Page:
[START]
1. the architecture of inhabitation:
transgressing the boundaries of formal architecture
2021
m. arch. dissertation
This dissertation challenges the notion that architecture can ever be complete, shifting the conversation
from ‘architecture as product’ to ‘architecture as process’ and effectively accepting that architecture is subject
to change.
The inhabitant can act as this force of change over the course of the building’s lifetime, making
it ‘living’ architecture.
Unfortunately, formal or conventional architecture tends to forget this, negating the
dweller’s inhabitation and agency as a valid contribution to architecture. Instead, it perceives the dweller as
a contingency, reducing the creative inhabitant to a generic user in an attempt to create a false sense of
stability and completion.
However, inhabitation and dweller agency produce their own architecture: the architecture of inhabitation.
If to inhabit is to create and to contribute by means of this agency, then to inhabit is inevitably to transgress
the boundaries of formal architecture.
While designing with people rather than for people is a step in the right direction, it is imperative that we seek ways to facilitate designing by people.
In emphasising process over product, the dissertation itself is very process-driven. Structured in an inductive manner, different parts of the study continuously loop and feed into each other reciprocally.
Different sources of data (literature, observation, and interviews with dwellers and professionals) are layered onto each other and triangulated to ensure the validity of the study.
[END]
Raw data:
[START]
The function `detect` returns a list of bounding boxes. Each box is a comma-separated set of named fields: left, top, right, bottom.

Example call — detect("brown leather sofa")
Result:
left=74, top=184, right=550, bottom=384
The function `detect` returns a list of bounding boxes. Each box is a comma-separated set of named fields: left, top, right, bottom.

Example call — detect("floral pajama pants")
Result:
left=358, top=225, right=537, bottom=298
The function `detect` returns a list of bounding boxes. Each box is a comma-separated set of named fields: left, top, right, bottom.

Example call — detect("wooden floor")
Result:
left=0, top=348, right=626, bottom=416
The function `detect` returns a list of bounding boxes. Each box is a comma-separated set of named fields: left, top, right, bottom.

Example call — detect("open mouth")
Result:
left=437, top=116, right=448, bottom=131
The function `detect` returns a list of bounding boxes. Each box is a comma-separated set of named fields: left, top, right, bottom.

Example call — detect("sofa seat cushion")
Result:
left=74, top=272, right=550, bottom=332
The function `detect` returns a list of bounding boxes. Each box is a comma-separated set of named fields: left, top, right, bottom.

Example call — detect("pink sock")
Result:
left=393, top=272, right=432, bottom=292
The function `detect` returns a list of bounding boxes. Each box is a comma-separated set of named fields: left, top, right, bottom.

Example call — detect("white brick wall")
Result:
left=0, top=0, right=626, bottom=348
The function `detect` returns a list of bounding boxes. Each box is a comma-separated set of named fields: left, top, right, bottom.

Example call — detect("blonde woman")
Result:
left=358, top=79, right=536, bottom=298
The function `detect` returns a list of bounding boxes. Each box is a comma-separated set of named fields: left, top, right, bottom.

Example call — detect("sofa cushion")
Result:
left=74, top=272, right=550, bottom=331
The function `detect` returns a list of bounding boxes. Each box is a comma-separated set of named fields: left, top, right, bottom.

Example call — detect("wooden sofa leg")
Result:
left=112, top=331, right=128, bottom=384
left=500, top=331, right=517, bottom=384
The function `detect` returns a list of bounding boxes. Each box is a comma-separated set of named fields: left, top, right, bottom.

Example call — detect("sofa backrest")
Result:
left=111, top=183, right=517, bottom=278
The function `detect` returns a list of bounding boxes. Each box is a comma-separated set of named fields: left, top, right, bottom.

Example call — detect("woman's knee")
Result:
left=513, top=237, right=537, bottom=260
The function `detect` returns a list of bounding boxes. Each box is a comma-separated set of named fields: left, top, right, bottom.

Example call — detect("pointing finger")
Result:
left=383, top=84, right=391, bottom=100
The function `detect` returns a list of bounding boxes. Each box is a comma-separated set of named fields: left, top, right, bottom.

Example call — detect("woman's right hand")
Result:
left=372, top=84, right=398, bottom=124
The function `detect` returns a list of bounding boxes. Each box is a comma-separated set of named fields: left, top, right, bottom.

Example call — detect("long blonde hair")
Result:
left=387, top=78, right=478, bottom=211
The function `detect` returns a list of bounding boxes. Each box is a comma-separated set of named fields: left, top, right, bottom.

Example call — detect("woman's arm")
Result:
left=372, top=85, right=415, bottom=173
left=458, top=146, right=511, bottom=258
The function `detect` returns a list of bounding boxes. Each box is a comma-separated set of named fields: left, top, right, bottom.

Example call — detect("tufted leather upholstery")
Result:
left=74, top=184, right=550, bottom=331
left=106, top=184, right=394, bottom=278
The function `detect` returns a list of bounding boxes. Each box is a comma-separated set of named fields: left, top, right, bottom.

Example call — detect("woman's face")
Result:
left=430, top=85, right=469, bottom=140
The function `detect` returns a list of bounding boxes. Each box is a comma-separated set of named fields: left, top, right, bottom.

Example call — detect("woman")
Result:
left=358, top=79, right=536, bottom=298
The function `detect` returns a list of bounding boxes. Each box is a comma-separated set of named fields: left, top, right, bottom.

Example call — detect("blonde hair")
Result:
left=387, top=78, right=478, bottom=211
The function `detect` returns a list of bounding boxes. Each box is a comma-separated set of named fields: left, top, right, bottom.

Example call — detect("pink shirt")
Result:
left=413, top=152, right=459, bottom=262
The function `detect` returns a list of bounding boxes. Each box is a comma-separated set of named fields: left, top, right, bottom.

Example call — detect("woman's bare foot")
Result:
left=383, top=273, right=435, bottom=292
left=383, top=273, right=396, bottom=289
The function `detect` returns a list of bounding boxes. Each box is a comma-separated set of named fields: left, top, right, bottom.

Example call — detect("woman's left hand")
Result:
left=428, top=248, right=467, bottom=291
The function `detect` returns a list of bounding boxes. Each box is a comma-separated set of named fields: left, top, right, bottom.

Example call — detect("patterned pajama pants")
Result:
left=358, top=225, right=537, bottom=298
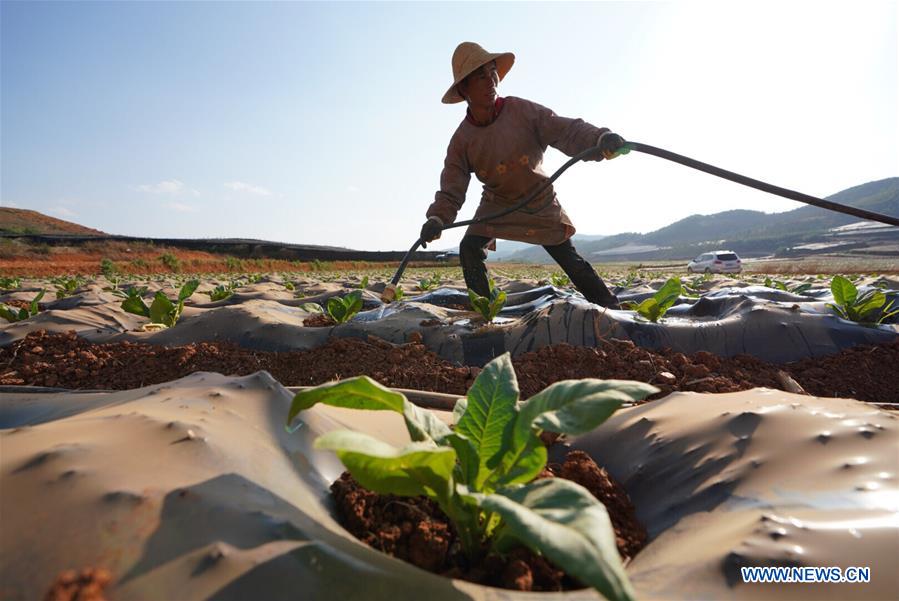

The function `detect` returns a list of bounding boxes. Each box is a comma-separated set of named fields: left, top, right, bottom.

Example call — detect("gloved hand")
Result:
left=419, top=217, right=443, bottom=248
left=599, top=131, right=630, bottom=160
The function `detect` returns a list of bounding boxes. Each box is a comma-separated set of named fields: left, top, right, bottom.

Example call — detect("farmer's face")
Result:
left=459, top=61, right=499, bottom=106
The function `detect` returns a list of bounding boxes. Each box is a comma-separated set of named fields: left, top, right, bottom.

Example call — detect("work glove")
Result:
left=419, top=217, right=443, bottom=248
left=599, top=131, right=630, bottom=160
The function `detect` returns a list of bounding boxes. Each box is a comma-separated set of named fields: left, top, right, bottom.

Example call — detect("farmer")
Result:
left=421, top=42, right=624, bottom=309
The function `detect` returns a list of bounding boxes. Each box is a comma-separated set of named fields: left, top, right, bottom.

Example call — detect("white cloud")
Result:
left=166, top=202, right=200, bottom=213
left=135, top=179, right=200, bottom=196
left=47, top=207, right=78, bottom=217
left=225, top=182, right=272, bottom=196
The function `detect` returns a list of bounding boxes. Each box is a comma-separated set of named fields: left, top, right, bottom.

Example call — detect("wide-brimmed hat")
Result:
left=442, top=42, right=515, bottom=104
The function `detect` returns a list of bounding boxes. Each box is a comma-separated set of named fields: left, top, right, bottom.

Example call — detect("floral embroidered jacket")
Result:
left=427, top=96, right=608, bottom=245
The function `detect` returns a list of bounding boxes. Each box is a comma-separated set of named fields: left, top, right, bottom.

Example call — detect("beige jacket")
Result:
left=427, top=96, right=608, bottom=246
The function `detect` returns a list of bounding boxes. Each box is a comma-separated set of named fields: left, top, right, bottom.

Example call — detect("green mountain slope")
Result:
left=504, top=177, right=899, bottom=262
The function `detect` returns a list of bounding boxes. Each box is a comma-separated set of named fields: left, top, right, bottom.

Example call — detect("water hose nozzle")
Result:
left=381, top=284, right=396, bottom=303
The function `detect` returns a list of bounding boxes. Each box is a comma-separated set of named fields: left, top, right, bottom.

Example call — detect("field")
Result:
left=0, top=255, right=899, bottom=598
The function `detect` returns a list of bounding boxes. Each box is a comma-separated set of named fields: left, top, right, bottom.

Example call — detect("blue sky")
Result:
left=0, top=0, right=899, bottom=250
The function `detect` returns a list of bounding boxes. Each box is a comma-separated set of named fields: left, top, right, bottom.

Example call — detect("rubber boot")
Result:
left=459, top=236, right=490, bottom=298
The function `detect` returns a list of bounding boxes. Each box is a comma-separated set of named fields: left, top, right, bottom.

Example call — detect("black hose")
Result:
left=390, top=142, right=899, bottom=286
left=627, top=142, right=899, bottom=226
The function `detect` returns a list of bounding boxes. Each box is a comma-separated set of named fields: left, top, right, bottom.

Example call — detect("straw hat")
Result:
left=442, top=42, right=515, bottom=104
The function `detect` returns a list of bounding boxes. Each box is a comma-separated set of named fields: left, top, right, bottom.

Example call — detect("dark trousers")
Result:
left=459, top=234, right=618, bottom=309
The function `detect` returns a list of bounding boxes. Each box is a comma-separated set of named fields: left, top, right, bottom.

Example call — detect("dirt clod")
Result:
left=0, top=330, right=899, bottom=403
left=331, top=451, right=647, bottom=591
left=44, top=568, right=112, bottom=601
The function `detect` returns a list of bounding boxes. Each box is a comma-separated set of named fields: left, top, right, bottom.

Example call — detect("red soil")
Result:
left=331, top=451, right=647, bottom=591
left=0, top=331, right=899, bottom=402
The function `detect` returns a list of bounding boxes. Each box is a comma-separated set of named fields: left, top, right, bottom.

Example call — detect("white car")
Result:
left=687, top=250, right=743, bottom=273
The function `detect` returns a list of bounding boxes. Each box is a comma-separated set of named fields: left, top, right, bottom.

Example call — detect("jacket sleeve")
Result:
left=425, top=136, right=471, bottom=225
left=530, top=102, right=609, bottom=161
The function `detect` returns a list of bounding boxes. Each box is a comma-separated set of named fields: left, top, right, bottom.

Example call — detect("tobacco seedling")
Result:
left=122, top=280, right=200, bottom=328
left=112, top=286, right=149, bottom=302
left=549, top=273, right=571, bottom=288
left=765, top=276, right=812, bottom=294
left=827, top=275, right=899, bottom=324
left=0, top=290, right=44, bottom=323
left=206, top=282, right=236, bottom=302
left=326, top=290, right=362, bottom=323
left=53, top=277, right=84, bottom=300
left=0, top=278, right=22, bottom=290
left=468, top=280, right=506, bottom=322
left=287, top=353, right=658, bottom=599
left=621, top=278, right=684, bottom=323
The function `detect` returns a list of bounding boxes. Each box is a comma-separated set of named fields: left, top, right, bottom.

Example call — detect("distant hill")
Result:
left=0, top=208, right=107, bottom=236
left=501, top=177, right=899, bottom=263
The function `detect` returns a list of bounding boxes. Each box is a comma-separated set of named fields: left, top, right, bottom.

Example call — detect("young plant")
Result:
left=159, top=253, right=181, bottom=273
left=112, top=286, right=149, bottom=302
left=827, top=275, right=899, bottom=324
left=765, top=276, right=812, bottom=294
left=287, top=353, right=658, bottom=599
left=622, top=278, right=684, bottom=323
left=549, top=273, right=571, bottom=288
left=100, top=259, right=119, bottom=281
left=326, top=290, right=362, bottom=323
left=0, top=290, right=44, bottom=323
left=0, top=277, right=22, bottom=290
left=53, top=277, right=84, bottom=300
left=206, top=282, right=235, bottom=302
left=468, top=280, right=506, bottom=322
left=122, top=280, right=200, bottom=328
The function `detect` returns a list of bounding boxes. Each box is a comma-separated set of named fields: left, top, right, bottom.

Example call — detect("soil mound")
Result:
left=0, top=367, right=899, bottom=601
left=0, top=208, right=108, bottom=236
left=0, top=331, right=899, bottom=403
left=331, top=451, right=646, bottom=591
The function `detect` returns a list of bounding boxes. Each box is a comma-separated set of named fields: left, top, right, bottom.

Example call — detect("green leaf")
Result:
left=344, top=290, right=362, bottom=319
left=287, top=376, right=452, bottom=442
left=480, top=478, right=634, bottom=600
left=287, top=376, right=406, bottom=426
left=513, top=378, right=659, bottom=440
left=150, top=290, right=175, bottom=327
left=492, top=431, right=547, bottom=491
left=854, top=290, right=887, bottom=321
left=315, top=430, right=456, bottom=502
left=489, top=290, right=506, bottom=321
left=402, top=397, right=453, bottom=445
left=444, top=432, right=480, bottom=487
left=456, top=353, right=518, bottom=489
left=497, top=378, right=659, bottom=486
left=830, top=275, right=858, bottom=307
left=178, top=280, right=200, bottom=301
left=825, top=303, right=849, bottom=319
left=637, top=297, right=659, bottom=322
left=28, top=289, right=45, bottom=317
left=453, top=397, right=468, bottom=424
left=122, top=290, right=150, bottom=317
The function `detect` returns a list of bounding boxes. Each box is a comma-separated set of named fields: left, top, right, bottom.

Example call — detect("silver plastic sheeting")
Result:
left=0, top=284, right=899, bottom=366
left=0, top=372, right=899, bottom=601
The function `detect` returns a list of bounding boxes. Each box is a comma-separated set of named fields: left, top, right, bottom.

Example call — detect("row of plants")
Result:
left=286, top=353, right=658, bottom=600
left=0, top=272, right=899, bottom=324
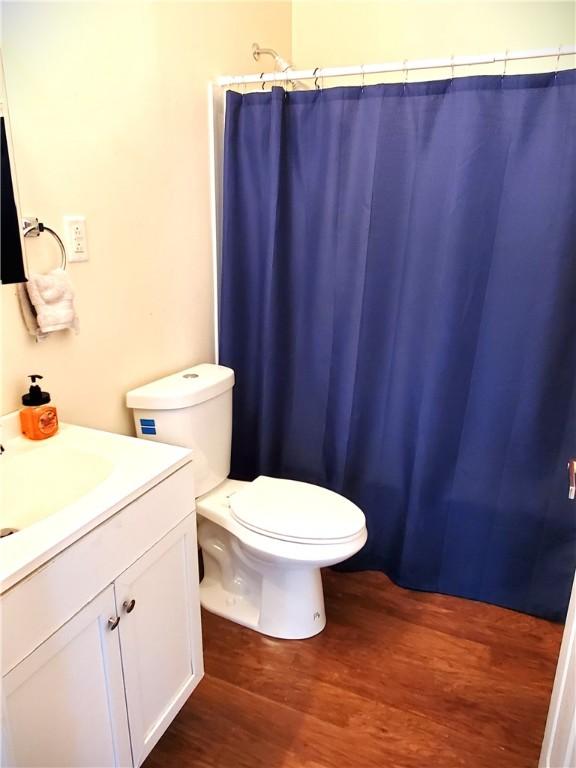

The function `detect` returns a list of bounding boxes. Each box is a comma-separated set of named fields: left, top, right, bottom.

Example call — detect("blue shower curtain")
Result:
left=220, top=71, right=576, bottom=619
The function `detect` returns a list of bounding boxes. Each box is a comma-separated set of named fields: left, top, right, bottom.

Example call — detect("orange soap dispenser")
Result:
left=20, top=373, right=58, bottom=440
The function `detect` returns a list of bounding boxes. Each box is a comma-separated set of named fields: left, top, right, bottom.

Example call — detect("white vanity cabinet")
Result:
left=2, top=586, right=132, bottom=768
left=0, top=464, right=203, bottom=768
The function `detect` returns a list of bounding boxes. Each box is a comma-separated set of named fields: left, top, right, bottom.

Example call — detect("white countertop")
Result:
left=0, top=413, right=194, bottom=593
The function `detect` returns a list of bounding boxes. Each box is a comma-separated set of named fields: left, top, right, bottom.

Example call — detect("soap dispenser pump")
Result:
left=20, top=373, right=58, bottom=440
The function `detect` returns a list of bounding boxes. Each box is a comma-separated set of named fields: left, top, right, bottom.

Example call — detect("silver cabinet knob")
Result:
left=122, top=600, right=136, bottom=613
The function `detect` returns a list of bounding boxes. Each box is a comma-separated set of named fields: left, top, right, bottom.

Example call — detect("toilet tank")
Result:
left=126, top=363, right=234, bottom=496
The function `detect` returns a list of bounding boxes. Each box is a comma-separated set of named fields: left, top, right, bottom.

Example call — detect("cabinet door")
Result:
left=2, top=586, right=132, bottom=768
left=115, top=515, right=203, bottom=766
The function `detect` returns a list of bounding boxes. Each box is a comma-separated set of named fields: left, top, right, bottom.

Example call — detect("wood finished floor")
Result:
left=144, top=571, right=563, bottom=768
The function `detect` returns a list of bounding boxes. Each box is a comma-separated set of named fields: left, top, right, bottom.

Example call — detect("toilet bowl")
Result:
left=196, top=477, right=366, bottom=639
left=126, top=364, right=367, bottom=639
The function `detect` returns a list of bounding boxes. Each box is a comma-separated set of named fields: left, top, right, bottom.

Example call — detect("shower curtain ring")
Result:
left=554, top=44, right=562, bottom=79
left=501, top=48, right=509, bottom=82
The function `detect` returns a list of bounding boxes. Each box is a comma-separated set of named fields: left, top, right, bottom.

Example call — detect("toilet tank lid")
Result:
left=126, top=363, right=234, bottom=410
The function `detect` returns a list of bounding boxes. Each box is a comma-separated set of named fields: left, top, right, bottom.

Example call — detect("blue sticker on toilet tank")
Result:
left=140, top=419, right=156, bottom=435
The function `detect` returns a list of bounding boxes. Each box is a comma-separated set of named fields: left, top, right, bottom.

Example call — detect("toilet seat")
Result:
left=228, top=475, right=365, bottom=544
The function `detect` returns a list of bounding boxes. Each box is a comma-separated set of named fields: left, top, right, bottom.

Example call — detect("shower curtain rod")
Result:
left=216, top=45, right=576, bottom=86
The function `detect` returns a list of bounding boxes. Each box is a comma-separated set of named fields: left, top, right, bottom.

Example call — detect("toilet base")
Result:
left=198, top=520, right=326, bottom=640
left=200, top=570, right=326, bottom=640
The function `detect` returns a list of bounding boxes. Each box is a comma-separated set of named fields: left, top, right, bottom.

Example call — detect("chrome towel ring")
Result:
left=24, top=217, right=66, bottom=269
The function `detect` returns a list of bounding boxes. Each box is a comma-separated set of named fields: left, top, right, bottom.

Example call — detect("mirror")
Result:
left=0, top=51, right=26, bottom=285
left=0, top=115, right=26, bottom=285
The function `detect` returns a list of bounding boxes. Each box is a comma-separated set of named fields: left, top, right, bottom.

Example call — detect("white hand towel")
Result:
left=16, top=283, right=48, bottom=341
left=26, top=268, right=78, bottom=333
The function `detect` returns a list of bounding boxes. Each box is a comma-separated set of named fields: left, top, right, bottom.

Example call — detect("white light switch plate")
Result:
left=64, top=216, right=88, bottom=261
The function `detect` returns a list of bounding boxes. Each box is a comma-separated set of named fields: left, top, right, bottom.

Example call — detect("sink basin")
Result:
left=0, top=444, right=114, bottom=531
left=0, top=412, right=194, bottom=594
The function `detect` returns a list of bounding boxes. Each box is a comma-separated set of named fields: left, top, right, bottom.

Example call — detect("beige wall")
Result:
left=1, top=1, right=291, bottom=433
left=292, top=0, right=576, bottom=78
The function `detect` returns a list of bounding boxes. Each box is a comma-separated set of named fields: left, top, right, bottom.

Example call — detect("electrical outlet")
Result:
left=64, top=216, right=88, bottom=261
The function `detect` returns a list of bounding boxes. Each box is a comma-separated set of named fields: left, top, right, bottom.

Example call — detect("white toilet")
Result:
left=126, top=363, right=367, bottom=639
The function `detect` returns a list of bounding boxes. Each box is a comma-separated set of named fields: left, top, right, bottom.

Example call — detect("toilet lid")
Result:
left=229, top=475, right=366, bottom=543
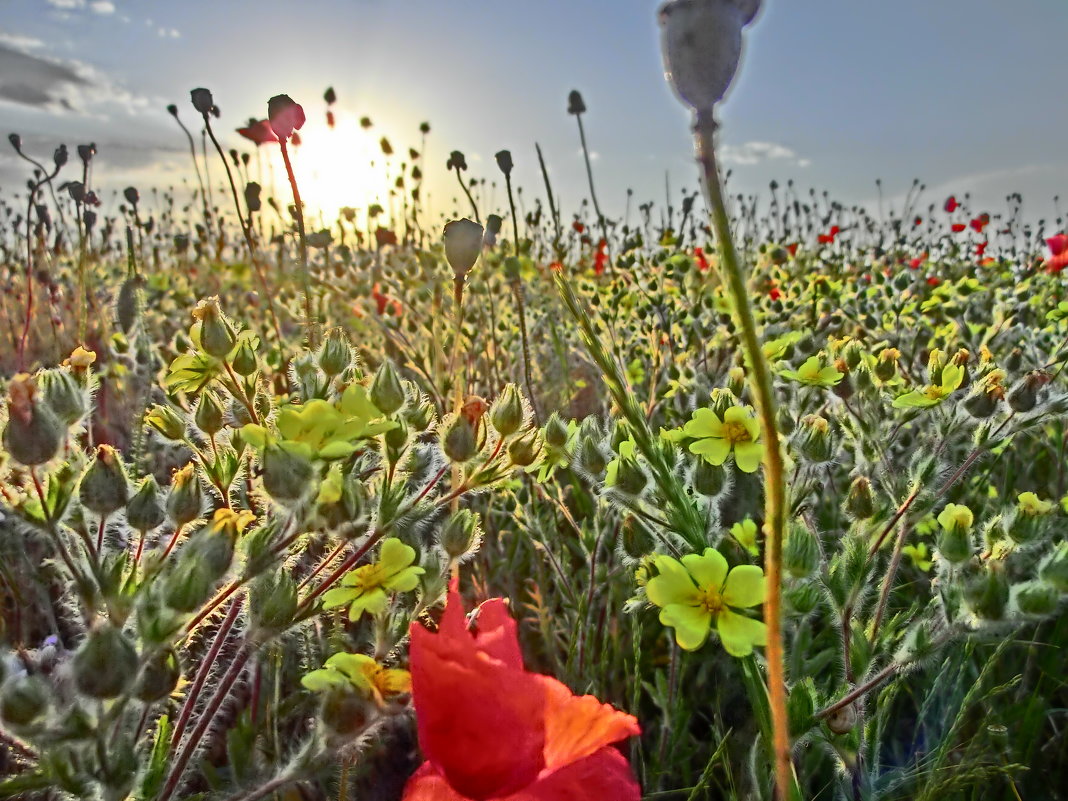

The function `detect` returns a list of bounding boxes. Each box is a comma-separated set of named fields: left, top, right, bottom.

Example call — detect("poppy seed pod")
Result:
left=189, top=89, right=215, bottom=116
left=494, top=151, right=514, bottom=175
left=567, top=89, right=586, bottom=114
left=659, top=0, right=760, bottom=114
left=444, top=218, right=485, bottom=280
left=267, top=95, right=304, bottom=139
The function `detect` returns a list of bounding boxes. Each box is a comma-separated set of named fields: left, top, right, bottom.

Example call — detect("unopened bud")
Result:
left=371, top=359, right=405, bottom=414
left=126, top=475, right=166, bottom=532
left=846, top=475, right=875, bottom=520
left=193, top=390, right=223, bottom=437
left=441, top=414, right=478, bottom=464
left=78, top=445, right=129, bottom=517
left=70, top=624, right=138, bottom=698
left=3, top=373, right=66, bottom=467
left=489, top=383, right=525, bottom=437
left=440, top=509, right=482, bottom=561
left=167, top=462, right=204, bottom=527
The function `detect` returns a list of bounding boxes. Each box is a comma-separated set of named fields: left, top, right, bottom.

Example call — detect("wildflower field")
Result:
left=0, top=0, right=1068, bottom=801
[END]
To be done:
1. Duplicate the dissertation abstract word for word from "If to inhabit" to "designing by people.".
2. According to the dissertation abstract, which sources of data are layered and triangulated in the study?
3. Supply the next part of the dissertation abstract, starting after its final sentence.

Results of the tasks:
1.
If to inhabit is to create and to contribute by means of this agency, then to inhabit is inevitably to transgress
the boundaries of formal architecture.
While designing with people rather than for people is a step in the right direction, it is imperative that we seek ways to facilitate designing by people.

2. Literature, observation, and interviews with dwellers and professionals.

3.
Rather than oversimplifying the formal and informal as a binary condition, it is essential that such concepts are understood along a spectrum, recognising hybridisation instead of difference.
Agency, defined as the creative action of individuals to induce change, also varies across the spectrum.
The study recognises that inhabitation and transgression of formal architecture occur across a spectrum. While this is not a dissertation about boathouses, the boathouse serves as a means of exploring agency & inhabitation within the local context. In most cases, the boathouse serves as a secondary seasonal dwelling, verging closer towards the ‘informal’ and inhabitation.
The three fieldwork locations, selected based on the largest number of boathouses and area, are Armier, St Thomas Bay, and Mellieħa (beneath Gerbulin Area and Santa Maria Estate). The three sites too exist along a spectrum in terms of their origins.
Such settlements are situated by coastal peripheries. On an island, we are even more susceptible to categorising land and sea as a duality; however, the transitional space between the two opens new opportunities of hybridity. Their marginal setting endorses freedom, endowing such in-between realms with a sense of otherness.
Thus, the coast emerges as a forgotten fantasy open to all possibilities while tempting playfulness and transgression. “A border is an undefined margin between two things. ... It is an edge. To be marginal is to be not fully defined” (Levy, 1993, p.73). The gaps which open up at such edges allow the inhabitants to claim them as their own and make a space for themselves.
At the boundary between land and sea, we play with the boundaries of architecture. Its peripheral qualities make the coastline a space where terms such as ‘architecture’ and ‘architect’ can be contested and negotiated, boundaries are transgressed, and formal distinctions are blurred.
The dwellers interviewed welcomed me into their homes and shared their life stories with me. They acted as co-researchers in this study. The social connections formed with the participants was one of the most meaningful outcomes of this research.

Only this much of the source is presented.